━━━━━ TEXT SHOWN ━━━━━

# Lubricating sealed bearings



## Oldmechthings (Jan 28, 2008)

I have devised a pretty slick way (pun intended) of lubricating sealed bearings. It is so simple and non destructive. The bearings are placed in a container just big enough to hold them. In this case, a little plastic cup. Oil is poured over them until they are completely submerged. Normally I use 90W gear oil. Then the cup is placed under the bell jar on the vacuum table, and a vacuum pulled which extracts the air. As you watch you can see the air being pulled out of the bearings and bubbling up through the oil. After a moment or so release the vacuum and oil will be sucked into the bearings to replace the missing air.







I've lubricated lots of bearings this way. Usually they get over filled so they leak a bit until the excess drains out, but that is ok. I've re-lubricated electric motor bearings that sounded like they were wore out. The bearings in my 50 plus year old table saw sounded like a grist mill until I lubed them. Now they are quiet as new ones. One time I ran onto some new-old stock bearings that had set on the shelf so long the grease had hardened rendering them useless. Some fresh oil to soften the grease and and they are ready to roll again.
Not every shop is equipped with a vacuum table and a bell jar, but something as simple as a 1/2 pint canning jar with a hose fitting soldered to the lid would work fine. There are lots of sources for vacuum, some people could even hook it up to their head. A vacuum cleaner would probably not draw enough. You need at least 15 inches. Those hand pumps that are used to bleed hydraulic brakes would work, there are aspirators available. Even condensing of steam in a closed chamber.
Play a little, you will have fun with it.
   Birk


----------



## b.lindsey (Jan 28, 2008)

Birk

Does the 90W oil reinvigorate the remaining grease in the bearing or actually replace it. If it replaces it, does the process need to be repeated periodically?

Bill


----------



## georgeseal (Jan 28, 2008)

Birk,
Great idea
I bought a FOOD SAVER jar sealer and if you have a vacuum you are in bussiness

They come in two different sizes small Mason jars and large Mason jars.
After opening paint or varnash I put them into a jar and vacuum out the air. I get good results some poly is over a year old with no film on top.

PS the Food Savers are very expensive but maybe you can get the other half to spring for one. All you need to do is convince them that THEY realy need it.

━━━━━ PROVIDED DATA ━━━━━

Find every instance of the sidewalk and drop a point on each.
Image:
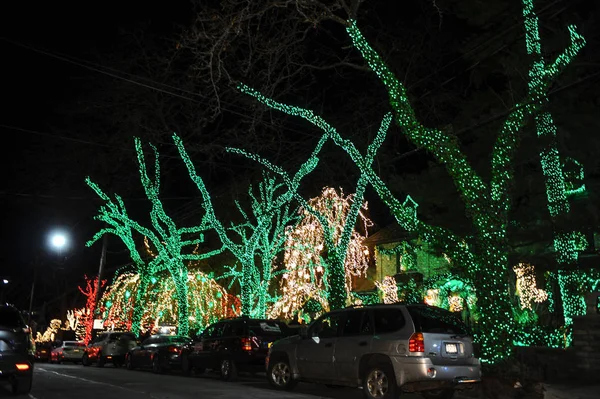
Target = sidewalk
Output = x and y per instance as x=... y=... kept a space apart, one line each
x=561 y=391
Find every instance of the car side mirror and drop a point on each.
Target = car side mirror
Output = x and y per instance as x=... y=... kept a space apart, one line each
x=304 y=332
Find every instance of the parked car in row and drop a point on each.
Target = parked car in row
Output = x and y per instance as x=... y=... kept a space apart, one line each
x=109 y=347
x=67 y=351
x=42 y=351
x=17 y=350
x=384 y=349
x=232 y=345
x=158 y=352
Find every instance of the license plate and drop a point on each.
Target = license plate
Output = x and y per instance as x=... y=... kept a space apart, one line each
x=452 y=349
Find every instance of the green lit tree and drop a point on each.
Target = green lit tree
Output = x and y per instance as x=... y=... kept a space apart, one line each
x=337 y=233
x=256 y=241
x=114 y=214
x=169 y=241
x=558 y=188
x=484 y=254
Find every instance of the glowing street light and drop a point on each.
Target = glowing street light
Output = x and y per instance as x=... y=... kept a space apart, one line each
x=58 y=240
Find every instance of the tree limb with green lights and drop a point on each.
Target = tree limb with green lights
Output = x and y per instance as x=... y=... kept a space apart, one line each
x=258 y=236
x=557 y=194
x=336 y=248
x=169 y=241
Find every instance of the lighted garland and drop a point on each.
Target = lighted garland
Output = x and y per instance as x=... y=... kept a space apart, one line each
x=208 y=302
x=306 y=271
x=261 y=234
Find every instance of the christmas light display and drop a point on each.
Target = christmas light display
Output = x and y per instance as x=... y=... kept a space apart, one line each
x=208 y=302
x=527 y=287
x=389 y=290
x=261 y=236
x=556 y=188
x=90 y=292
x=169 y=241
x=306 y=270
x=50 y=333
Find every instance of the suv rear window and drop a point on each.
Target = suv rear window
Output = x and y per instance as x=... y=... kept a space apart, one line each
x=429 y=319
x=11 y=318
x=388 y=320
x=262 y=328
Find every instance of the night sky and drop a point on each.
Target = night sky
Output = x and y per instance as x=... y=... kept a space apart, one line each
x=41 y=190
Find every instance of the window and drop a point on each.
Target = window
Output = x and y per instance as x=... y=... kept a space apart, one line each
x=388 y=320
x=10 y=317
x=264 y=328
x=357 y=323
x=327 y=326
x=429 y=319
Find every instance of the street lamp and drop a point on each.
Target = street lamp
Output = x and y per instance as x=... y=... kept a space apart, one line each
x=57 y=240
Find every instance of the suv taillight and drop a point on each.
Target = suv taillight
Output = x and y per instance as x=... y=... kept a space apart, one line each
x=246 y=344
x=416 y=343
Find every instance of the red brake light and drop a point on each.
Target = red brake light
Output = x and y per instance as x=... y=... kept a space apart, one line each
x=416 y=343
x=246 y=344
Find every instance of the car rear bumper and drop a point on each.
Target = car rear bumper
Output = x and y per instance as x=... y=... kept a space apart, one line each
x=420 y=374
x=8 y=366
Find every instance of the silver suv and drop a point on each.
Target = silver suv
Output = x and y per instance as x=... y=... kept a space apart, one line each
x=384 y=349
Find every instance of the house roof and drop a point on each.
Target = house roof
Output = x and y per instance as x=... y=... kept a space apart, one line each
x=388 y=234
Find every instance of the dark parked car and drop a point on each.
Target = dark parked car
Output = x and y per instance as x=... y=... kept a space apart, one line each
x=42 y=351
x=232 y=345
x=108 y=347
x=159 y=352
x=16 y=350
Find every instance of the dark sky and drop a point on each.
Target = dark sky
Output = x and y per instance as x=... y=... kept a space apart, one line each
x=32 y=85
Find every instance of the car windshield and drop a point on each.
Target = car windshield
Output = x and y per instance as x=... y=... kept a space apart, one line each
x=178 y=339
x=10 y=318
x=429 y=319
x=261 y=328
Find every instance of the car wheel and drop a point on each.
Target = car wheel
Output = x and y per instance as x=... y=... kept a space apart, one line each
x=186 y=365
x=21 y=385
x=228 y=370
x=156 y=366
x=379 y=382
x=438 y=394
x=129 y=362
x=280 y=376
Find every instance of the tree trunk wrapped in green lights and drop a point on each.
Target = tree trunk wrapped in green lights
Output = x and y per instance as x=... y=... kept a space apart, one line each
x=485 y=254
x=336 y=250
x=258 y=236
x=557 y=193
x=168 y=240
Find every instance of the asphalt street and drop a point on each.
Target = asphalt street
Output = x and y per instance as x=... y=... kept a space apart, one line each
x=65 y=381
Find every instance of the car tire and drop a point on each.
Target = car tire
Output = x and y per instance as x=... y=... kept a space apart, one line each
x=129 y=362
x=186 y=365
x=228 y=370
x=438 y=394
x=379 y=382
x=156 y=366
x=279 y=375
x=21 y=385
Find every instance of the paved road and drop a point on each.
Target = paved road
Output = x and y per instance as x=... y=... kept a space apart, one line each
x=52 y=381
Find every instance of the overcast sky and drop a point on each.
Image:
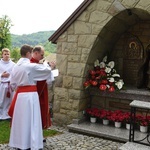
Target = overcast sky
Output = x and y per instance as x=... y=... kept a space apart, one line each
x=29 y=16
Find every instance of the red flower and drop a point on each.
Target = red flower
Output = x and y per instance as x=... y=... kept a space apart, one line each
x=104 y=76
x=86 y=83
x=104 y=114
x=92 y=72
x=111 y=89
x=94 y=83
x=104 y=82
x=102 y=87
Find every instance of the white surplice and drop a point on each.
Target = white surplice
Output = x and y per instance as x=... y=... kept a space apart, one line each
x=5 y=66
x=26 y=129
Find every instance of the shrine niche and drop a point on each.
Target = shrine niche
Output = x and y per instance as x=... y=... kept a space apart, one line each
x=133 y=58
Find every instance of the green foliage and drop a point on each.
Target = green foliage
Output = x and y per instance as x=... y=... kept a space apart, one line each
x=5 y=132
x=5 y=36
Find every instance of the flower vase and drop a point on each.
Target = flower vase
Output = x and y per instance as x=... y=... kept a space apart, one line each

━━━━━

**WHAT THE EXERCISE ASKS:** Please continue the forum thread on lubricating sealed bearings from the point where it stops. You won't need the listing for anything here.

**RESULT:**
George from Conyers Ga.


----------



## Oldmechthings (Jan 28, 2008)

Bill
So far as I know the new oil just juices up the old grease, because the grease does not come out. The 90W is viscous and stays in the bearings a long time. It seems to work fine, sure better than dry ones. Are you aware that wheel bearings on semi trucks and trailers run in gear oil? It must be good stuff because there sure a lot of them on the road.
  Birk


----------



## b.lindsey (Jan 28, 2008)

Thanks for the additional info. I wasn't aware of the wheel bearings, but am thinking that 90W oil is typical of that used in differentials. The idea is a good one and one i am sure i can put to use from time to time as well.

Bill


----------



## DICKEYBIRD (Jan 28, 2008)

Oldmechthings  said:
			
		

> There are lots of sources for vacuum, some people could even hook it up to their head.


OK, now you've done it. You're gonna have to come clean the coffee off my keyboard now!

Seriously though, you are a boundless source of knowledge and I appreciate your taking the time to share it with us. Always with a sense of humor too. KEEP IT COMING!

Maybe we need a separate forum heading called "Birk's Brilliance" so all those good tips would be easier to find.


----------



## Bernd (Jan 28, 2008)

If anybody is interested, I built my own vacuum chamber using a refrigirator compressor and some kitchen Peyrex bowls. Yoy'll find my write here:Vacuum Chamber

Bernd


----------



## DICKEYBIRD (Jan 28, 2008)

That's great Bernd! Very nice, inexpensive solution.

Now I have to build yet another useful device.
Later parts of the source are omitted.